### Excerpt provided
*** Block opens ***

May 9th, 2005 • Posted in: News

COLUMBUS, Ohio
Under pressure to fill military rolls, some recruiters for the U.S. Army are breaking rules, helping potential recruits cheat, and concealing applicants’ police and medical records, according to a report last week from the New York Times.

While the Army has increased signing bonuses and relaxed its age and education requirements for recruits, it is struggling still and failing in some quarters to meet its enlistment quotas. Faced with a shortfall, some recruiters are taking their efforts further.

The Times, which interviewed more than 24 recruiters in 10 states, says deception among recruiters is widely acknowledged among the ranks, with commanders often encouraging the fraud or turning a blind eye.

A recruiter in northern Ohio, who says his commanders know he has been hiding police records and medical histories that would disqualify potential recruits, told the Times that the top priority right now is producing enough recruits to meet the military’s goals.

“The saying here is, ‘Production is power,’” he told the Times. “Produce, and all is good.”

Maj. Gen. Michael Rochelle, the Army’s commander of recruiting, last week denied that the system is becoming corrupted, saying there is no significant increase in rates of cheating.

The Times reports that Army investigators last year substantiated 320 cases of recruitment improprieties, investigating 1,118 — nearly one in five — of its recruiters. Both figures are higher than in previous years.

*** Block closes ***

### What the exercise asks
Write out the passage from the news item on Army recruiting fraud starting with "While the Army" and going on through "a blind eye.".

### Source data
*** Block opens ***

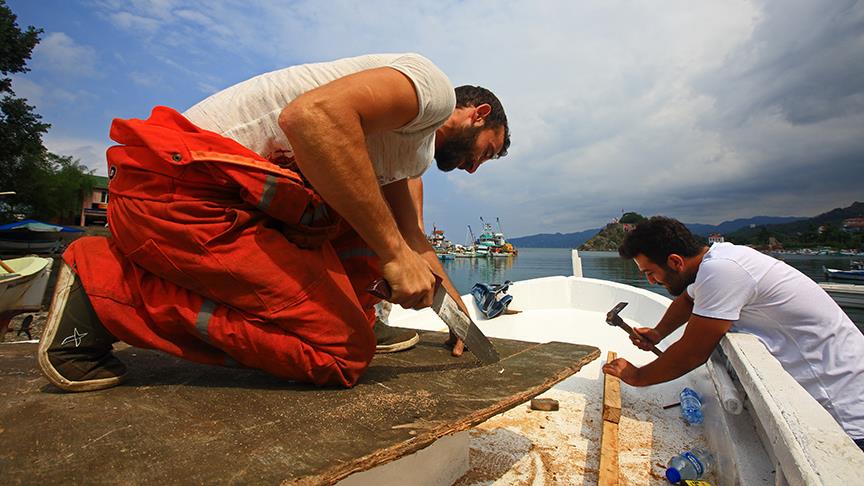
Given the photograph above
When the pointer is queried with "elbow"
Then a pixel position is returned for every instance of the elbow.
(292, 118)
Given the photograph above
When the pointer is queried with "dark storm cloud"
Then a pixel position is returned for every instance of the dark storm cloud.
(805, 59)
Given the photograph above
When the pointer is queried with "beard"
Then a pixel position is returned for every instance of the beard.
(676, 282)
(457, 148)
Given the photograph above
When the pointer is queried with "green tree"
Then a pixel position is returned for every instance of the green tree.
(47, 186)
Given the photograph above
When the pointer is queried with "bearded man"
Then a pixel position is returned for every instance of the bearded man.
(735, 288)
(247, 230)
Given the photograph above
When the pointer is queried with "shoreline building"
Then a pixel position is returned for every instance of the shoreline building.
(94, 207)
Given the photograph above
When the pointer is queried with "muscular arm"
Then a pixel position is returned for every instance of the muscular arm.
(406, 201)
(327, 128)
(693, 349)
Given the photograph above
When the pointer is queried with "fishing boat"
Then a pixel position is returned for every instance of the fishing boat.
(32, 237)
(492, 243)
(22, 289)
(762, 426)
(845, 294)
(855, 273)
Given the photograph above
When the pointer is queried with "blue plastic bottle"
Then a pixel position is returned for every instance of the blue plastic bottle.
(692, 464)
(691, 406)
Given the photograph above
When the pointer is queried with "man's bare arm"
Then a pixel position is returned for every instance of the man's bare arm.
(693, 349)
(406, 201)
(327, 128)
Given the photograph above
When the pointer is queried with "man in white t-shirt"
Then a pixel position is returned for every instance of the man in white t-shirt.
(247, 230)
(735, 288)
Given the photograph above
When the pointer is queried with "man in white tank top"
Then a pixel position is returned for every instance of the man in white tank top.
(355, 124)
(735, 288)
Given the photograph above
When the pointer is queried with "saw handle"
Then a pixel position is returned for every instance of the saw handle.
(381, 288)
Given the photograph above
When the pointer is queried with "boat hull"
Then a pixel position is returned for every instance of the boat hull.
(24, 290)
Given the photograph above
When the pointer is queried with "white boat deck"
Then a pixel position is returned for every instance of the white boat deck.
(778, 434)
(523, 446)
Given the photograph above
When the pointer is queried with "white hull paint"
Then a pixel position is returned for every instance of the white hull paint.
(782, 436)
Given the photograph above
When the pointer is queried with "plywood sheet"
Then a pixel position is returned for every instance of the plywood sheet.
(175, 421)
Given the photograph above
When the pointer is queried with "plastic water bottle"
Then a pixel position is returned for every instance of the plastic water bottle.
(691, 406)
(692, 464)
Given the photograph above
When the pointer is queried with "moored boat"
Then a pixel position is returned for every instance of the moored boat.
(845, 294)
(32, 237)
(855, 273)
(22, 289)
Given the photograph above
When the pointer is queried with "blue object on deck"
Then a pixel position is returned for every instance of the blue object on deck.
(488, 298)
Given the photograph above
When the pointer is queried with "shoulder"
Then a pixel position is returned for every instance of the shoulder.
(431, 83)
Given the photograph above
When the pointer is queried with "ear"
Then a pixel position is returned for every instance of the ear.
(481, 112)
(675, 262)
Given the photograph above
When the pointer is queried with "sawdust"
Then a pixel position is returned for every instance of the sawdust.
(525, 447)
(15, 333)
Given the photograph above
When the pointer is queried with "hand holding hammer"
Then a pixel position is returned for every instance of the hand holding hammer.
(613, 319)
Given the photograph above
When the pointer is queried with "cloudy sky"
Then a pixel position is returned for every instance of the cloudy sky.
(704, 111)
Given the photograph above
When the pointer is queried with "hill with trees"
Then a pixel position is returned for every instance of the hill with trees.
(47, 186)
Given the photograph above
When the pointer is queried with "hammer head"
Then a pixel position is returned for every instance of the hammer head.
(612, 317)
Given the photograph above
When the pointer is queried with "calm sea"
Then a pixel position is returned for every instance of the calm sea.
(545, 262)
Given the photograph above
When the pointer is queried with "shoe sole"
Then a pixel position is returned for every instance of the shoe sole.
(65, 280)
(396, 347)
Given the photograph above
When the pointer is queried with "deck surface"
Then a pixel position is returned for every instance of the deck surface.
(175, 421)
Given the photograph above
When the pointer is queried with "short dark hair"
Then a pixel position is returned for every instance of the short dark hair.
(475, 96)
(659, 237)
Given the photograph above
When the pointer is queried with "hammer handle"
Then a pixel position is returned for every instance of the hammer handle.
(638, 337)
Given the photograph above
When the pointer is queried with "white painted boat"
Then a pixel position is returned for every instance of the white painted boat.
(22, 289)
(782, 436)
(846, 295)
(854, 275)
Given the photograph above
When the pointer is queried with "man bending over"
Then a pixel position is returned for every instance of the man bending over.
(735, 288)
(245, 232)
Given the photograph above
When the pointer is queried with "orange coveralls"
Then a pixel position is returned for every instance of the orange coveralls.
(200, 264)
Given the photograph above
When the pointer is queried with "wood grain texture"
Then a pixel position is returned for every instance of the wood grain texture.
(176, 421)
(608, 474)
(611, 395)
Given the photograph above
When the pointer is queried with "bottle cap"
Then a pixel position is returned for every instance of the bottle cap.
(673, 475)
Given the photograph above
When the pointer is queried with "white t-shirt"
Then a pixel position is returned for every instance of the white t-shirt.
(799, 323)
(248, 112)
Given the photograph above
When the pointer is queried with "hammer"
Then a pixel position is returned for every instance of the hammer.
(613, 319)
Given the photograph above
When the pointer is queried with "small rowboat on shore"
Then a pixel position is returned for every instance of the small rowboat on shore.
(22, 289)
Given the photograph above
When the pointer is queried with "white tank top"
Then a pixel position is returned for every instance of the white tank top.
(248, 112)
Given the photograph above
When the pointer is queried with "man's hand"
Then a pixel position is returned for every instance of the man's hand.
(622, 368)
(457, 344)
(649, 336)
(411, 280)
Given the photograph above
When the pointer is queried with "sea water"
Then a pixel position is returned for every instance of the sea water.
(545, 262)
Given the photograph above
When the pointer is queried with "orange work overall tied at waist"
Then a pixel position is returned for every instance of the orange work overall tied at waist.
(221, 257)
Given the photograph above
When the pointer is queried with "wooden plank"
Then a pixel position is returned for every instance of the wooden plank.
(611, 395)
(608, 474)
(179, 421)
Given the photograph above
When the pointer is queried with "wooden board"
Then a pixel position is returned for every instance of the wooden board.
(611, 395)
(175, 421)
(608, 474)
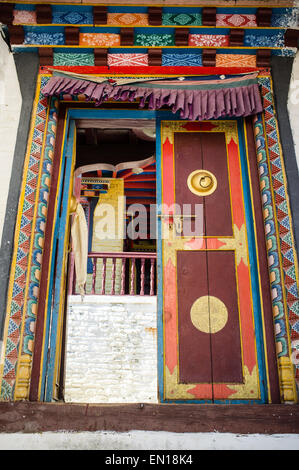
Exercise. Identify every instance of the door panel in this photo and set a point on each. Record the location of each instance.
(205, 150)
(211, 352)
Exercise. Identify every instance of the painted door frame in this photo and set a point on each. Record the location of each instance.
(47, 383)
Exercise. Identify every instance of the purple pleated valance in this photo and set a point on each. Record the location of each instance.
(194, 99)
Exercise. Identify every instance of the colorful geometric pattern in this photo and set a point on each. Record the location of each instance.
(24, 281)
(264, 40)
(151, 40)
(181, 19)
(43, 39)
(99, 39)
(121, 60)
(70, 58)
(208, 40)
(235, 60)
(127, 19)
(24, 17)
(281, 215)
(72, 17)
(181, 59)
(285, 20)
(236, 20)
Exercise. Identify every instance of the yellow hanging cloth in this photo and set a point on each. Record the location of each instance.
(79, 233)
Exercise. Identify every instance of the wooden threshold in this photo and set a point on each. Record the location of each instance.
(33, 417)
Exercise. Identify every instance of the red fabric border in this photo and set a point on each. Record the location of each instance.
(153, 70)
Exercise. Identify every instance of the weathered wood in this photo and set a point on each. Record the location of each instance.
(6, 13)
(126, 36)
(40, 417)
(94, 273)
(45, 55)
(16, 34)
(181, 36)
(236, 37)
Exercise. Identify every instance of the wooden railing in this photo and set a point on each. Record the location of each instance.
(136, 274)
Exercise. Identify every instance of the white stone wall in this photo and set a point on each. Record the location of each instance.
(147, 440)
(111, 349)
(10, 109)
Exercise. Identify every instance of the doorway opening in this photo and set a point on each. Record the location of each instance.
(111, 333)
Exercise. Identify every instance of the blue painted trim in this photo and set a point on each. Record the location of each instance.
(51, 281)
(160, 325)
(65, 182)
(252, 249)
(253, 273)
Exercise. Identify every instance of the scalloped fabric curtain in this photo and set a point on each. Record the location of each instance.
(194, 98)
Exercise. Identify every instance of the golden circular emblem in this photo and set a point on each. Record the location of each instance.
(202, 182)
(209, 314)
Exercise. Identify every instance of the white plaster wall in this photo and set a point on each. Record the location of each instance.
(147, 440)
(111, 349)
(293, 105)
(10, 109)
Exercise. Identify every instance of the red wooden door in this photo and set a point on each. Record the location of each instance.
(210, 341)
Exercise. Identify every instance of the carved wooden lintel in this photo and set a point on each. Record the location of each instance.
(71, 35)
(16, 34)
(236, 37)
(45, 55)
(6, 13)
(154, 16)
(263, 57)
(154, 57)
(127, 36)
(43, 14)
(291, 38)
(209, 16)
(263, 16)
(181, 36)
(100, 14)
(101, 57)
(209, 57)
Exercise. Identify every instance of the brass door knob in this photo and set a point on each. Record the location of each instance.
(202, 182)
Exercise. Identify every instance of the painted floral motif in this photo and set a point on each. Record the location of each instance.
(205, 40)
(24, 17)
(119, 60)
(235, 60)
(44, 38)
(72, 17)
(288, 19)
(65, 58)
(127, 19)
(99, 39)
(182, 59)
(236, 20)
(264, 40)
(181, 19)
(149, 40)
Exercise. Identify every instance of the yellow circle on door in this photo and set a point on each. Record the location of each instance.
(209, 314)
(202, 182)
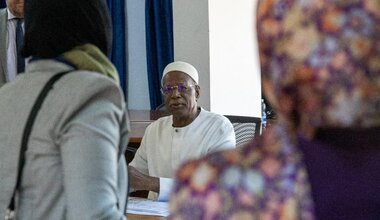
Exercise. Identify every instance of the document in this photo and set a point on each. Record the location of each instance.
(144, 206)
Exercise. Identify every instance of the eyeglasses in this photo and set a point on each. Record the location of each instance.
(168, 90)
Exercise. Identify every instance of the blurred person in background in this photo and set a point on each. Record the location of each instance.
(74, 164)
(320, 71)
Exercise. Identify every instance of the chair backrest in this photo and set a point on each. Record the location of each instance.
(246, 128)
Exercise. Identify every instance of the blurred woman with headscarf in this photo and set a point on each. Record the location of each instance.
(74, 164)
(320, 63)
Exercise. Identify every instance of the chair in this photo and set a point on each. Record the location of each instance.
(246, 128)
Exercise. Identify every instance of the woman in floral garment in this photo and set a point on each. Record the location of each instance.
(320, 64)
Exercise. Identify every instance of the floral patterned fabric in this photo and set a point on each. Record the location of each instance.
(320, 62)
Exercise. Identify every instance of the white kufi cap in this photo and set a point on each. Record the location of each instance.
(182, 67)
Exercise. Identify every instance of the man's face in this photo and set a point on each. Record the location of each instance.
(16, 7)
(182, 94)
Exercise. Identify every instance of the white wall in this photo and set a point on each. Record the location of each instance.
(234, 74)
(191, 42)
(217, 37)
(138, 92)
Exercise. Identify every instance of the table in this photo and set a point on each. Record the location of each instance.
(144, 217)
(139, 120)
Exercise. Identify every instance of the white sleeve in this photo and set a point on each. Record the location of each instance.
(89, 144)
(140, 159)
(166, 185)
(224, 137)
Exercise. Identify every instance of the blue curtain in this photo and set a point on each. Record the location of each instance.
(118, 56)
(2, 4)
(159, 44)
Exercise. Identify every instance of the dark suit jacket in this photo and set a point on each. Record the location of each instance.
(3, 46)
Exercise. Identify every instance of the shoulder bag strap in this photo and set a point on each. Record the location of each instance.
(27, 130)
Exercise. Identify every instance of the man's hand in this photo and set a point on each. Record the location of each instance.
(140, 181)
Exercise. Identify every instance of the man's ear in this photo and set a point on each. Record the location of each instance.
(197, 92)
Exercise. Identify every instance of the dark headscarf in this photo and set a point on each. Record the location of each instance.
(56, 26)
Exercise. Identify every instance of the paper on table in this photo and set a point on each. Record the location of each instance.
(143, 206)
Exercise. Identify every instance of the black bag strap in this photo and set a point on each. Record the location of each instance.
(27, 130)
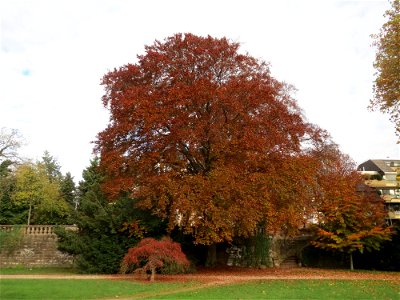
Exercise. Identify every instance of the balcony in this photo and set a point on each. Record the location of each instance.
(394, 215)
(382, 183)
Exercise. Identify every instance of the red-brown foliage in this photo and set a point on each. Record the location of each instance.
(351, 216)
(151, 254)
(208, 139)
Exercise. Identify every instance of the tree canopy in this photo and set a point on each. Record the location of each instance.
(387, 65)
(206, 138)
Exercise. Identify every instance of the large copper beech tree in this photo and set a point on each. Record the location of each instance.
(207, 139)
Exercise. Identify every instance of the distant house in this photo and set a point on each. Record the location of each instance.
(383, 175)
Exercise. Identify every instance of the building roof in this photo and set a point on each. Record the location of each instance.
(380, 165)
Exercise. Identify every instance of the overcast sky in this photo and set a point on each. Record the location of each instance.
(54, 53)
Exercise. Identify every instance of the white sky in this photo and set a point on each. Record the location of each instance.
(54, 53)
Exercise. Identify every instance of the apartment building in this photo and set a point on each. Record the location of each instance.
(384, 176)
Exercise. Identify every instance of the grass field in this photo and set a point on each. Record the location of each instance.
(271, 289)
(37, 271)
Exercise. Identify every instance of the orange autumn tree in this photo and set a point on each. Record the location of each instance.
(351, 216)
(151, 254)
(207, 139)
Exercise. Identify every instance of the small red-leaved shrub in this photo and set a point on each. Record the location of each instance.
(151, 254)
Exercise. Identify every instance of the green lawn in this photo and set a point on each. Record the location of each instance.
(272, 289)
(297, 289)
(81, 289)
(31, 271)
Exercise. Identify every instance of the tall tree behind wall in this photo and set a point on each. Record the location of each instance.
(387, 65)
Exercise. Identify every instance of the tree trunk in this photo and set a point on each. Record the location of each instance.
(153, 274)
(29, 213)
(351, 262)
(211, 255)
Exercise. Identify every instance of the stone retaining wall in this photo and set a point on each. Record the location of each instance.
(35, 246)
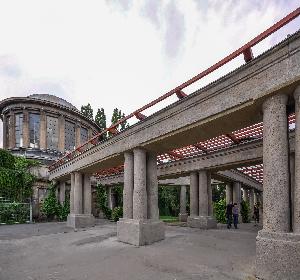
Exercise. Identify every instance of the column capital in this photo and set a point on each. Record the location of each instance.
(277, 99)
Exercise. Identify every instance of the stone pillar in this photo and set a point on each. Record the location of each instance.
(128, 186)
(4, 131)
(204, 219)
(251, 202)
(62, 192)
(183, 214)
(26, 138)
(296, 180)
(77, 135)
(194, 194)
(43, 131)
(139, 191)
(144, 227)
(152, 187)
(277, 249)
(72, 194)
(82, 199)
(61, 133)
(12, 132)
(78, 193)
(229, 198)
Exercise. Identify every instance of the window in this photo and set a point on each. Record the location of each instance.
(83, 135)
(69, 136)
(52, 133)
(34, 130)
(19, 130)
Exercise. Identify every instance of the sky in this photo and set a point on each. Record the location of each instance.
(125, 53)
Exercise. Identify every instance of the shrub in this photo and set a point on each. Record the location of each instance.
(245, 212)
(117, 213)
(220, 211)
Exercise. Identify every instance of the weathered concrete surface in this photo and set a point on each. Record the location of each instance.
(140, 232)
(95, 254)
(278, 256)
(229, 103)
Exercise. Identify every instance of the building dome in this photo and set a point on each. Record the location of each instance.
(53, 99)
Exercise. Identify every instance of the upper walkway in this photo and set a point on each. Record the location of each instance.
(228, 104)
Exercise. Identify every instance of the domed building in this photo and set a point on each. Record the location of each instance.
(43, 127)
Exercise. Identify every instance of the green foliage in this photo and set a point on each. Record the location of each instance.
(52, 209)
(101, 199)
(11, 213)
(245, 212)
(16, 181)
(220, 211)
(87, 111)
(116, 116)
(100, 120)
(169, 201)
(219, 192)
(117, 213)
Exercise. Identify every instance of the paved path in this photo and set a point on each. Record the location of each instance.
(51, 251)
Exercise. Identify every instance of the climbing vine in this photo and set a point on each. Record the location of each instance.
(16, 181)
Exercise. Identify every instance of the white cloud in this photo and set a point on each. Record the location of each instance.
(123, 53)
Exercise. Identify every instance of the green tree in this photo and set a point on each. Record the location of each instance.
(100, 120)
(87, 111)
(16, 181)
(116, 116)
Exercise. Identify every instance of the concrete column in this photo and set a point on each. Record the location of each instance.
(62, 192)
(140, 189)
(78, 193)
(194, 194)
(61, 133)
(209, 194)
(128, 186)
(245, 195)
(43, 131)
(229, 198)
(87, 194)
(77, 135)
(296, 179)
(4, 130)
(12, 132)
(203, 193)
(275, 160)
(152, 187)
(72, 193)
(26, 139)
(251, 202)
(237, 193)
(183, 214)
(277, 249)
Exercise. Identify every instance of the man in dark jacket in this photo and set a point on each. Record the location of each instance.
(229, 214)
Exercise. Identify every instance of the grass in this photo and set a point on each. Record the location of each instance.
(168, 219)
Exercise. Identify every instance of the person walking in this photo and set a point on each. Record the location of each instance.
(229, 214)
(235, 212)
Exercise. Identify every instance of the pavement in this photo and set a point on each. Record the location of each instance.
(51, 251)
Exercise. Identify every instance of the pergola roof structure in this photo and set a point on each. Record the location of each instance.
(243, 135)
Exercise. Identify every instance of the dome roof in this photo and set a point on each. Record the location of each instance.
(53, 99)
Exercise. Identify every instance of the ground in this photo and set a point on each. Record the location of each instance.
(51, 251)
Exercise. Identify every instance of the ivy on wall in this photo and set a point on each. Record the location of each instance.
(16, 181)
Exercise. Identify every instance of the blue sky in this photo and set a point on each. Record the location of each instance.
(124, 53)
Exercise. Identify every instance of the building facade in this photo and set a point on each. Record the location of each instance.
(43, 127)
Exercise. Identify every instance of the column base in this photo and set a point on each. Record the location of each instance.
(277, 256)
(80, 220)
(203, 222)
(140, 232)
(182, 217)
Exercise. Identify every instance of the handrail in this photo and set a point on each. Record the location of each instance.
(245, 49)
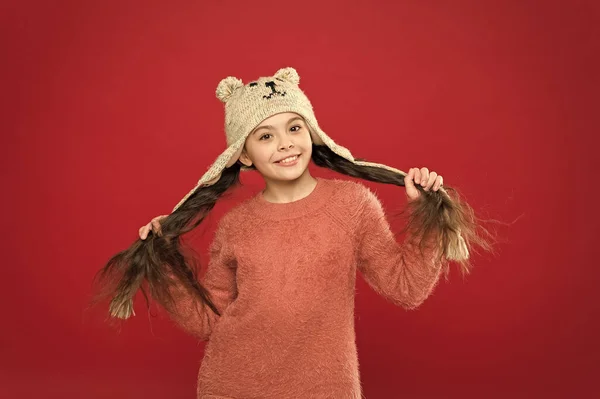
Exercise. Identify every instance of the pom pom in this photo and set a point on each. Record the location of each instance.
(289, 74)
(227, 87)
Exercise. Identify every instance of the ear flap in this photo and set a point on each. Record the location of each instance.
(289, 74)
(227, 87)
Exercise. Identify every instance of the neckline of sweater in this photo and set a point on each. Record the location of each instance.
(319, 196)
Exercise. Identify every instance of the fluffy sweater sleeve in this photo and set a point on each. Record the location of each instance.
(396, 271)
(189, 312)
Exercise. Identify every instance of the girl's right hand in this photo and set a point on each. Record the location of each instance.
(154, 225)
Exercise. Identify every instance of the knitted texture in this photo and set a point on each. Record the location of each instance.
(286, 289)
(246, 106)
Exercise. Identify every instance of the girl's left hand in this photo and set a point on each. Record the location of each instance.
(424, 178)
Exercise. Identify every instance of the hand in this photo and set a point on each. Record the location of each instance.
(154, 225)
(424, 178)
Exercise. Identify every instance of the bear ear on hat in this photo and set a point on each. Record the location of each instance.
(227, 87)
(288, 74)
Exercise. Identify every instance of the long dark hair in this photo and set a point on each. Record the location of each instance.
(158, 263)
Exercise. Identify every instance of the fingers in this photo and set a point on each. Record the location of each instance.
(154, 225)
(425, 178)
(438, 183)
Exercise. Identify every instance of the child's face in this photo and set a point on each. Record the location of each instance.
(278, 137)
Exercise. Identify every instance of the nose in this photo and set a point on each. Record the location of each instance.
(286, 143)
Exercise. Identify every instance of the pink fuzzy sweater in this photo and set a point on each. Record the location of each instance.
(283, 277)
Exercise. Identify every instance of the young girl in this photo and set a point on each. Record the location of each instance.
(276, 304)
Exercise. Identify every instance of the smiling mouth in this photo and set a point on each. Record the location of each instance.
(297, 156)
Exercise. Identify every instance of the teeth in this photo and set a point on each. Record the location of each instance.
(288, 160)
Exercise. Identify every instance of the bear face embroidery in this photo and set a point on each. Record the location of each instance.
(274, 92)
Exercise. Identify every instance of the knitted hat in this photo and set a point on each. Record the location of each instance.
(246, 106)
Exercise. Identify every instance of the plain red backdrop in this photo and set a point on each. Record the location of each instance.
(109, 118)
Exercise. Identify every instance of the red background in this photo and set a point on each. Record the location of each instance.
(109, 118)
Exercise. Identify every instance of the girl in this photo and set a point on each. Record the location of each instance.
(276, 304)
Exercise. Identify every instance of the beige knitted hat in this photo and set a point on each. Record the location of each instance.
(246, 106)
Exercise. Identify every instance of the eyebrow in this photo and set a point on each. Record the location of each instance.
(271, 127)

*** Block closes ***

### Answer to this problem
While the Army has increased signing bonuses and relaxed its age and education requirements for recruits, it is struggling still and failing in some quarters to meet its enlistment quotas. Faced with a shortfall, some recruiters are taking their efforts further.

The Times, which interviewed more than 24 recruiters in 10 states, says deception among recruiters is widely acknowledged among the ranks, with commanders often encouraging the fraud or turning a blind eye.